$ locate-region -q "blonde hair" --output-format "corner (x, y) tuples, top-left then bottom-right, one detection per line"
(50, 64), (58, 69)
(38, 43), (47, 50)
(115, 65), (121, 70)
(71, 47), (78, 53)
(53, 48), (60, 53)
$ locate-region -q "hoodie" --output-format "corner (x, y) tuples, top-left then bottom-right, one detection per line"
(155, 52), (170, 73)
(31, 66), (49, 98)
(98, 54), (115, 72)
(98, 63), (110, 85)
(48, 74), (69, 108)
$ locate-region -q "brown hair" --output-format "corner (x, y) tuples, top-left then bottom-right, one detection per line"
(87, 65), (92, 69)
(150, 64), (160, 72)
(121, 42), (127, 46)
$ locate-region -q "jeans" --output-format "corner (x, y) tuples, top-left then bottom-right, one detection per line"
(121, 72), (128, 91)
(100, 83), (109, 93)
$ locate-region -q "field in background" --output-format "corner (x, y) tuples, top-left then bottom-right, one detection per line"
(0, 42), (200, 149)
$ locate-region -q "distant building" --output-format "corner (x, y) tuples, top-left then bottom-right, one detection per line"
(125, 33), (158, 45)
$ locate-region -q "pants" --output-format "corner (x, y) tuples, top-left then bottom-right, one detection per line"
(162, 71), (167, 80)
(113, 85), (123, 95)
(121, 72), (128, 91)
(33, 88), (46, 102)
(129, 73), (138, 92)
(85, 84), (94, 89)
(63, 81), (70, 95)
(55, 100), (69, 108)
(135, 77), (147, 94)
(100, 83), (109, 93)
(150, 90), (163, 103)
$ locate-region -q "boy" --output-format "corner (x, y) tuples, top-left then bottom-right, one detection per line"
════════════════════
**What is needed**
Exactly as written, please output every entry.

**Written response**
$ locate-region -q "blonde hair" --output-format "corner (x, y) tuples, top-left then bottom-right, one detection per line"
(50, 64), (58, 69)
(38, 43), (47, 50)
(115, 65), (121, 70)
(71, 47), (78, 53)
(53, 48), (60, 53)
$ locate-region -q "hoodie" --output-format "corner (x, y) tuples, top-left then bottom-right, one detection per line"
(155, 52), (170, 73)
(31, 66), (49, 98)
(98, 54), (115, 72)
(98, 63), (110, 85)
(48, 74), (69, 108)
$ locate-region -q "brown hair" --output-format "corner (x, y) tuples, top-left then bottom-right, one detection per line"
(87, 65), (92, 69)
(150, 64), (160, 72)
(121, 42), (127, 46)
$ locate-region -q "jeans" --output-format "corner (x, y) tuples, top-left then bottom-right, one detection per line"
(121, 72), (128, 91)
(100, 83), (109, 93)
$ locate-region -q "field in background" --output-format "corner (x, y) tuples, top-left then bottom-right, one detection per line"
(0, 42), (200, 149)
$ locate-region -q "distant building" --output-format "corner (x, y) tuples, top-left then bottom-right, one detection per line"
(125, 33), (158, 45)
$ locate-region -q "pants" --output-format "corner (x, y) tuples, top-left then bottom-right, one detection per line"
(162, 71), (167, 80)
(113, 85), (123, 95)
(121, 72), (128, 91)
(33, 88), (46, 102)
(129, 73), (138, 92)
(85, 84), (94, 89)
(63, 81), (70, 95)
(55, 100), (69, 108)
(135, 77), (147, 94)
(100, 83), (109, 93)
(150, 90), (163, 103)
$ locate-region -q "boy" --output-format "corner (x, y) tuples, top-left then bottom-right, one detection per line"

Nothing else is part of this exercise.